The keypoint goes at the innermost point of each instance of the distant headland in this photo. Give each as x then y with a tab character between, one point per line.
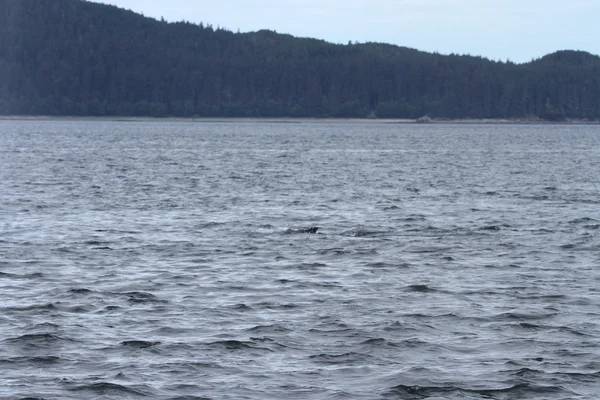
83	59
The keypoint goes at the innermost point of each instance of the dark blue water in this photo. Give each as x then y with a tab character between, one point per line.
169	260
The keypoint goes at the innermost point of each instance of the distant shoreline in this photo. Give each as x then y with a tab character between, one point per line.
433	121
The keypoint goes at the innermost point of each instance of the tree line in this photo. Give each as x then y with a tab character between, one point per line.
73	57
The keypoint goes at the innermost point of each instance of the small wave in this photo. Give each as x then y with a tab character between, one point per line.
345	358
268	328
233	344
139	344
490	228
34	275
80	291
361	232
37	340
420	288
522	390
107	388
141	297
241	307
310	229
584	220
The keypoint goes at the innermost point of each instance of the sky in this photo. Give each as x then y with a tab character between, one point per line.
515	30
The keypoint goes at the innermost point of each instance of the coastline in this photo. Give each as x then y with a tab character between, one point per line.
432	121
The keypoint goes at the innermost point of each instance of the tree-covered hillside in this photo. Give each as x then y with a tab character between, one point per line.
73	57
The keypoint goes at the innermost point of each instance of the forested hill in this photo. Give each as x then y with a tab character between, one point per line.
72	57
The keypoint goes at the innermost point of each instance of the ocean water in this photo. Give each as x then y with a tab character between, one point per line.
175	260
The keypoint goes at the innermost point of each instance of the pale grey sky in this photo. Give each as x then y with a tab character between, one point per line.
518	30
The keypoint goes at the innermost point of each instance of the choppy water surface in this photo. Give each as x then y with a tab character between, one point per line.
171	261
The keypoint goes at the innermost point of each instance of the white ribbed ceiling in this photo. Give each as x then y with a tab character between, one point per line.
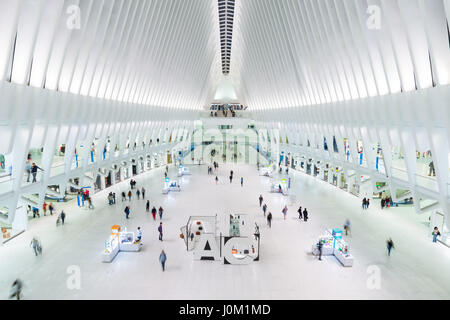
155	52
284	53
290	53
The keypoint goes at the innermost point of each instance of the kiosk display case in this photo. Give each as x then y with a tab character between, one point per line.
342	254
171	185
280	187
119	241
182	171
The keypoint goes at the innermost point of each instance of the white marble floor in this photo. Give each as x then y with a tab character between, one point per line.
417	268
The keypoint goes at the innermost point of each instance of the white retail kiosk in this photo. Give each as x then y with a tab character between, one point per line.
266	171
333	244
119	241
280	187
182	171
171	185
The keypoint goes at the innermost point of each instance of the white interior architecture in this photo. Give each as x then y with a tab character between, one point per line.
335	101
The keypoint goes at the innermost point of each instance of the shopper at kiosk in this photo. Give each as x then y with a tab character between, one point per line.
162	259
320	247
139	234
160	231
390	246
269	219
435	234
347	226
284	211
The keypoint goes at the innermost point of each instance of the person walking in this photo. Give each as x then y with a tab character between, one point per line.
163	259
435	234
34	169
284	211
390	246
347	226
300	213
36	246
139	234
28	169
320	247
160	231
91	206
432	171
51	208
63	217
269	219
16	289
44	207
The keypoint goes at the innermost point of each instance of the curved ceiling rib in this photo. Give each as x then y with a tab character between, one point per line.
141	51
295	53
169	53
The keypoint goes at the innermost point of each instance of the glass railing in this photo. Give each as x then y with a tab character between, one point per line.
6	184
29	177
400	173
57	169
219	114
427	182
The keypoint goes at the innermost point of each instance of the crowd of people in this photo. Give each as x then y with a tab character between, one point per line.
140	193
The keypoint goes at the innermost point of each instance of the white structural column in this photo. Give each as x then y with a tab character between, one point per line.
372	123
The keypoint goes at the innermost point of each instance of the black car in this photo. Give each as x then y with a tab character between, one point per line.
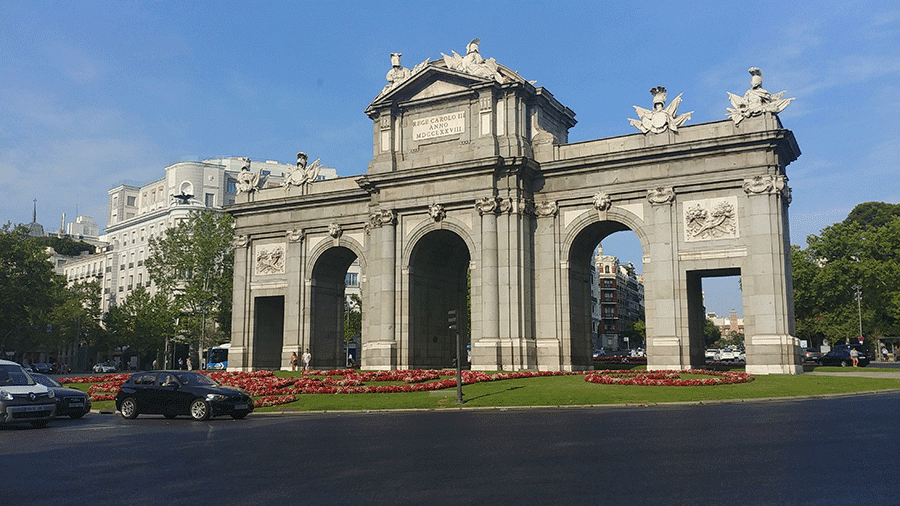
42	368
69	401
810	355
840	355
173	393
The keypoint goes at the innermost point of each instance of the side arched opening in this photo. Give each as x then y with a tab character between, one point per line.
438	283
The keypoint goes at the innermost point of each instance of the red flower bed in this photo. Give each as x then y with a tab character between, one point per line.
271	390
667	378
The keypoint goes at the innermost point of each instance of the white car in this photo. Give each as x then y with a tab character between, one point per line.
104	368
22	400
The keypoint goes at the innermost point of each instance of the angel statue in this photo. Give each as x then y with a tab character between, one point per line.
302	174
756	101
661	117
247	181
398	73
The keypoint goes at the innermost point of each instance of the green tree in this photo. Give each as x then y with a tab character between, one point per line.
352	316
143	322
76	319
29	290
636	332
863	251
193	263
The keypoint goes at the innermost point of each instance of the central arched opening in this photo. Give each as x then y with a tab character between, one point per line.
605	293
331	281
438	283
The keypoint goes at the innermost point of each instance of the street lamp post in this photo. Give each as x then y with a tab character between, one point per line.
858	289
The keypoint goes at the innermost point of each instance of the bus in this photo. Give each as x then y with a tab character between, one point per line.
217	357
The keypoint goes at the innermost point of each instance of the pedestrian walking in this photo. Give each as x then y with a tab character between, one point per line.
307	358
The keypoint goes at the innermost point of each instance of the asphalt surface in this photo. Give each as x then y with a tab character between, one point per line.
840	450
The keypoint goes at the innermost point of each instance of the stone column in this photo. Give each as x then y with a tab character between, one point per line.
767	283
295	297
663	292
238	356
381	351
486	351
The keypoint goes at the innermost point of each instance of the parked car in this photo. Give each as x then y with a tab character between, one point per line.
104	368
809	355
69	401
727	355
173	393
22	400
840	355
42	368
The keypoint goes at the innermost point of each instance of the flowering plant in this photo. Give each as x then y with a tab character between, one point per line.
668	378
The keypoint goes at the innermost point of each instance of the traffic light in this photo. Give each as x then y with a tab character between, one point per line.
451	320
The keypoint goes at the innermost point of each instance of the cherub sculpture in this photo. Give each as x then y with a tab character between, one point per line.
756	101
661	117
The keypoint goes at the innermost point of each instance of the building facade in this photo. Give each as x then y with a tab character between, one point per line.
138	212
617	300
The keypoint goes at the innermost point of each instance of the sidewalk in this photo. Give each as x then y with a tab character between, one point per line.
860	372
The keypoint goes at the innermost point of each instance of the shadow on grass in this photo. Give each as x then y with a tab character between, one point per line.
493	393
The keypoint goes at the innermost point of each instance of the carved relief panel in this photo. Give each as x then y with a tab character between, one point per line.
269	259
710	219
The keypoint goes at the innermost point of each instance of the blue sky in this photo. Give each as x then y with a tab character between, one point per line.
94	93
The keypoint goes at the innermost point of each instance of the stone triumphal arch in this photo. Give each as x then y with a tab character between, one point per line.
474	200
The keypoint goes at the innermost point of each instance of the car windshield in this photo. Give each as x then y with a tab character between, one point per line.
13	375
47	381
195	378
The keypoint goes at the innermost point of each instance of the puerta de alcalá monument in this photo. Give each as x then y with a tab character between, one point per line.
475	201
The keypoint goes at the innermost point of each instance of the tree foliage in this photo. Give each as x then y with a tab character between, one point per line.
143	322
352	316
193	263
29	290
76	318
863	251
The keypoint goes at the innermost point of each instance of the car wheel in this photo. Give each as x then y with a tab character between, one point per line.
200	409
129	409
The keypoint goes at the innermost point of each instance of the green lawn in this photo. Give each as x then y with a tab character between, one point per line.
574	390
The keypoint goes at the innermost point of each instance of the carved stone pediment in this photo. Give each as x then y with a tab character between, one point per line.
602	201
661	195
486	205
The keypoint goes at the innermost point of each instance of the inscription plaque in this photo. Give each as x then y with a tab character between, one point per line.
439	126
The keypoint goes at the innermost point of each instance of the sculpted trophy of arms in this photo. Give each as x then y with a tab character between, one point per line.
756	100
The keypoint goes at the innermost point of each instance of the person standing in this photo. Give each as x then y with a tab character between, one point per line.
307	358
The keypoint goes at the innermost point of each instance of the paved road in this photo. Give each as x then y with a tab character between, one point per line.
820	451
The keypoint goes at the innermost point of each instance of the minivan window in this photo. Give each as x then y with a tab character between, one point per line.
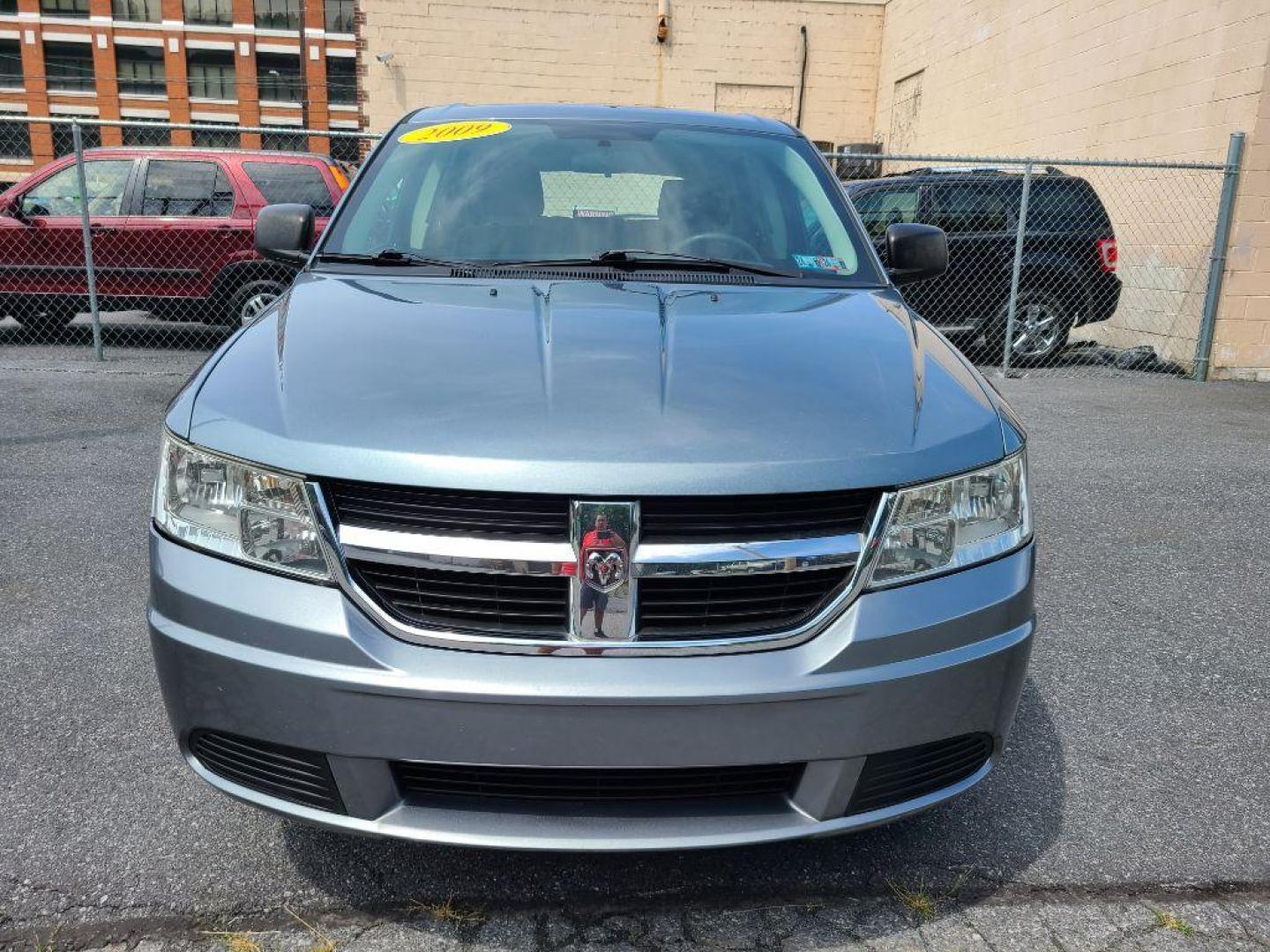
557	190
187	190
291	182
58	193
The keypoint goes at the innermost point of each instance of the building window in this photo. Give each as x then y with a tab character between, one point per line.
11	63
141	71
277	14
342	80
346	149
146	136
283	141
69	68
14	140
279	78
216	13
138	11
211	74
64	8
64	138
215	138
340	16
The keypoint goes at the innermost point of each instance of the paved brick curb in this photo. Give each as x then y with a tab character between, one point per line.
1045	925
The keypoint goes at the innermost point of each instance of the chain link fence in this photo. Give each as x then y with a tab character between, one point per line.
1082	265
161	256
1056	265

※ ※ ※

What to produce:
Starting from the line that has "the tree foliage" and ending at the last line of the material above, every line should be output exactly; pictures are dropped and nothing else appears.

Final answer:
The keypoint goes at the innermost point of each instance of the tree foliage in this photo. Give each as x then y with a tab character between, one point per line.
143	322
352	316
193	263
29	290
76	318
863	251
The keypoint goes at the innermost point of each instance of the car wheel in this photo. Give each as x then y with a tab character between, one point per line.
200	409
129	409
The keypoint goes at the innermost point of each instance of the green lawn in this photo. Give each as x then y with a tab character between, one point per line.
574	390
The keypoint goes at the innermost point of each instance of the carved stone pediment in this photo. Give each as x then y with a tab character between, one point per line.
602	201
661	195
486	205
The keypoint goes at the innermost point of each instance of the inscription plaque in this photo. Give each as x then y with a tab character between, one point per line.
439	126
The keypoint goes at the innermost point of each instance of the sculpted trophy of arms in this photo. Give each as x then y with a tab character between, one point per line.
756	100
The keypoint goes at the innermost point of each instance of the person standing in this photo. Give each as x then y with a tab character between, one point per line.
307	358
The keypoint goes at the innermost point of each instance of the paved road in this photo. Give each as x then y with a tab character between, one point per line.
820	451
The keypoint goes at the innermost point of each instance of the minivan window in this photo. Give each as x then y with a tab character between, one point per line.
557	190
187	190
291	182
58	193
The keypoint goes at the innermost point of each instance of the building window in this photo. Give each as x then y with a tab character between, one point per line.
11	63
141	71
277	14
342	80
346	149
146	136
283	141
69	68
14	140
279	78
216	13
138	11
211	74
64	8
64	138
215	138
340	16
The keypoint goes at the innermost point of each instance of the paved brick curb in this photo. Give each as x then y with a tab character between, one point per line.
1045	925
The keypoint goes at the innermost point of each instance of the chain link fence in this photo. Give each as x then y with a tab character between, one point per line.
1082	265
161	256
1056	265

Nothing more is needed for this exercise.